▸ JOB
Reproduce the entries word for word, starting at the line containing "451, row 168." and ending at the line containing "column 723, row 106", with both of those lines included.
## Begin EXCERPTED RECORDS
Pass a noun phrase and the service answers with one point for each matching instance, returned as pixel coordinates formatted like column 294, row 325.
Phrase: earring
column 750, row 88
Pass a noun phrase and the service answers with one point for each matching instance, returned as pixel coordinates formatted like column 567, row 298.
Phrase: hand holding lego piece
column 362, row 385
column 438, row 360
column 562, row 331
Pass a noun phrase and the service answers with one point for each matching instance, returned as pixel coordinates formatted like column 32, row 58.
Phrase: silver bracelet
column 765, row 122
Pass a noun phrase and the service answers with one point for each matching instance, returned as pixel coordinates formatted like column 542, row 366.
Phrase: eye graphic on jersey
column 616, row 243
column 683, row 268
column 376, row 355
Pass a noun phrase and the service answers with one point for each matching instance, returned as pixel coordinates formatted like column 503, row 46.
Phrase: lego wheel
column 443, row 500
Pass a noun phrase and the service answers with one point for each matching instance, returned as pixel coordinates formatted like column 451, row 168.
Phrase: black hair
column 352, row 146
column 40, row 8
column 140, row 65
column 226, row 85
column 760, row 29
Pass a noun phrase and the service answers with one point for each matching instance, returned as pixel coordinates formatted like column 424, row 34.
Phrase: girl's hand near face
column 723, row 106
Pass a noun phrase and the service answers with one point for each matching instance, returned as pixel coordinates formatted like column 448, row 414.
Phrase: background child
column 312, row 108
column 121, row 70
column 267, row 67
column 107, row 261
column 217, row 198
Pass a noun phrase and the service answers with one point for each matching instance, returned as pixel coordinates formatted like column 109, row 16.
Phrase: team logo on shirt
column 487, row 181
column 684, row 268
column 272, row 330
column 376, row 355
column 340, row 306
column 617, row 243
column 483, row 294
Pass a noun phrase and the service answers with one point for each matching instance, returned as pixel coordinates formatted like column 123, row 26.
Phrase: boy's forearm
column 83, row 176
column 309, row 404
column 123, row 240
## End EXCERPTED RECORDS
▸ THE RESPONSE
Pass a noun phrase and the service answers with one point for each matching instance, returned as pixel coordinates formatted like column 451, row 168.
Phrase: black hair
column 352, row 146
column 40, row 8
column 140, row 65
column 226, row 85
column 760, row 29
Pass a noun phrase and the service answers with one point for each matching instance, returned as pixel coordinates formatted like column 424, row 34.
Phrase: girl's hand near face
column 723, row 106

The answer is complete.